BEGIN Data to process

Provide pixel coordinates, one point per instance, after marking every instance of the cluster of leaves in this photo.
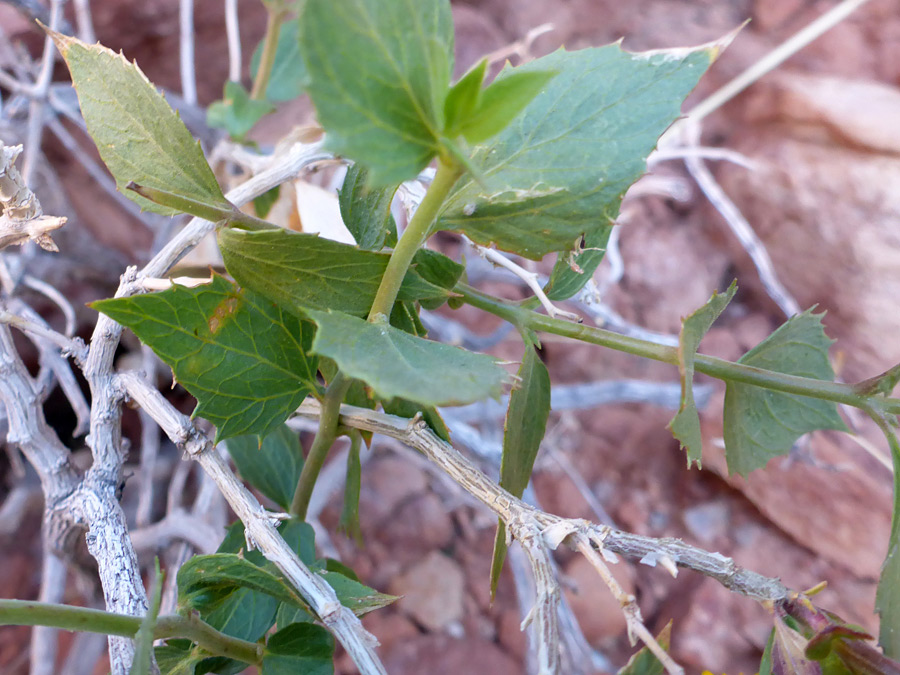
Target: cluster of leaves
(241, 594)
(545, 153)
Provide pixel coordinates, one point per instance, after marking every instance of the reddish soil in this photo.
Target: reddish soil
(824, 199)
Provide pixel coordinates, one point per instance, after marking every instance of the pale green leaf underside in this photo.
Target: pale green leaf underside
(378, 75)
(760, 423)
(526, 422)
(140, 138)
(301, 648)
(366, 211)
(305, 271)
(396, 364)
(559, 170)
(685, 426)
(243, 358)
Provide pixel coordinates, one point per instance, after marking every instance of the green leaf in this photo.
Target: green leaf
(573, 269)
(243, 358)
(143, 640)
(502, 101)
(644, 662)
(299, 648)
(305, 271)
(244, 614)
(761, 423)
(526, 422)
(378, 76)
(140, 138)
(205, 579)
(685, 425)
(395, 363)
(178, 657)
(288, 614)
(288, 72)
(463, 97)
(237, 113)
(272, 467)
(356, 596)
(559, 171)
(887, 600)
(438, 269)
(366, 210)
(405, 316)
(264, 203)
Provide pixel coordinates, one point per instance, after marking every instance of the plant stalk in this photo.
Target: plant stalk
(66, 617)
(267, 59)
(412, 239)
(710, 365)
(325, 437)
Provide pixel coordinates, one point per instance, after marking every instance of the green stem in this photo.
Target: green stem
(27, 613)
(413, 237)
(328, 426)
(267, 59)
(710, 365)
(214, 213)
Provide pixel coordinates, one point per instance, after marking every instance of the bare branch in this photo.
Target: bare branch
(177, 525)
(669, 553)
(258, 524)
(21, 216)
(233, 31)
(740, 228)
(186, 51)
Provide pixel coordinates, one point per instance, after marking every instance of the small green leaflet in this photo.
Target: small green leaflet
(501, 102)
(366, 210)
(300, 271)
(178, 657)
(761, 423)
(204, 574)
(463, 97)
(140, 138)
(559, 170)
(573, 269)
(478, 114)
(526, 422)
(299, 648)
(438, 269)
(685, 426)
(288, 71)
(378, 76)
(395, 363)
(243, 358)
(272, 467)
(237, 113)
(644, 662)
(356, 596)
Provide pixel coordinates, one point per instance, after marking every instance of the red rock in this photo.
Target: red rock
(432, 590)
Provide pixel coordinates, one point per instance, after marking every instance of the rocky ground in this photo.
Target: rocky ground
(824, 196)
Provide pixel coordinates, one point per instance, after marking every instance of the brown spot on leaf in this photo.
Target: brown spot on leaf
(223, 311)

END Data to process

### Aim of the task
Could you print exactly the lines from the one containing "ground in this photo." through the last line of the records above?

### Exercise answer
Provide pixel coordinates, one point per instance, after marking every instance of the rocky ground in this photo.
Target: rocky ground
(824, 196)
Provide pixel coordinates, one point per instance, after marking every instance of the brown spot on leaf in this photo.
Target: brown spot on leaf
(223, 311)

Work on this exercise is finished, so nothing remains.